* **TASK DESCRIPTION**:
Where the data below has the string "guideline", return the whole line.

+--

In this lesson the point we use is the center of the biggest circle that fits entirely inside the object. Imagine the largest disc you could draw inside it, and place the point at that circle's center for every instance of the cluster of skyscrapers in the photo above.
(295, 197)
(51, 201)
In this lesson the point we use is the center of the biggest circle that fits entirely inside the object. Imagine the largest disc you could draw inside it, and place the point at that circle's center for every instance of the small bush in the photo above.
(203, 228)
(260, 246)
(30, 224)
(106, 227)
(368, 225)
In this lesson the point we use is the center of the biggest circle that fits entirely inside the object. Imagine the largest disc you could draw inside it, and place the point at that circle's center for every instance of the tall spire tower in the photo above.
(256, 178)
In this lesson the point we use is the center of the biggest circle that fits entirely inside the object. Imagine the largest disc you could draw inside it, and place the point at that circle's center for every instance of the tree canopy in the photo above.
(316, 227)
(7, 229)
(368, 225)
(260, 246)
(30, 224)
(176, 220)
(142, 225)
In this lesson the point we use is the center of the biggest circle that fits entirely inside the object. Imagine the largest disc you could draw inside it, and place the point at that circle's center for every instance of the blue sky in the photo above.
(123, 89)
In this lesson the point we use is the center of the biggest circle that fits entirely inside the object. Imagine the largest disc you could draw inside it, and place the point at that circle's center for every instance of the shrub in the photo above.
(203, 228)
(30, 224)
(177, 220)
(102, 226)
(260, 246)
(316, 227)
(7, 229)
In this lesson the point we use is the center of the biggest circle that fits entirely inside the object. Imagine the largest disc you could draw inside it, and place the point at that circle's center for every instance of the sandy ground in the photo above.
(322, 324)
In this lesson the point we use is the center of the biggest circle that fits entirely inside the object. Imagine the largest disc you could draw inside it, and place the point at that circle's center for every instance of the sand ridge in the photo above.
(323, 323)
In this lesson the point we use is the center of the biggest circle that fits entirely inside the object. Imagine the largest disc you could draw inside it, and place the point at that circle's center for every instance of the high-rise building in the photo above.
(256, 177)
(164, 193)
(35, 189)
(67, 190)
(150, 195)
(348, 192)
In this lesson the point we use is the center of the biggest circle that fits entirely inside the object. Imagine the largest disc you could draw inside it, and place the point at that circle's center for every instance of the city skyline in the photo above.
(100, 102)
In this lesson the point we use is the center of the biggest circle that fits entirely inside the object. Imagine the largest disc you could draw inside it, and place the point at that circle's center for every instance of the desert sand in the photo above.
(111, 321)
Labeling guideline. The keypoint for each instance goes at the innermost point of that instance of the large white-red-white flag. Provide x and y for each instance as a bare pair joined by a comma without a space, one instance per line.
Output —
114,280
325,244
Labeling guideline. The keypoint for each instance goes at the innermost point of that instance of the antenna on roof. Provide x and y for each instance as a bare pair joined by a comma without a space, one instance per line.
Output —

+--

* **ANSWER AREA**:
Labeling guideline. The keypoint for each instance goes at the innermost point of that instance of the large white-red-white flag. Provide x and y for each instance as a bare pair joined by a comma without a space, one instance per line.
Labeling guideline. The keypoint for each instance goes at the innermost point of that instance of the antenna on roof. Provide x and y for each instance as a bare pair joined by a comma without a space, one instance per line.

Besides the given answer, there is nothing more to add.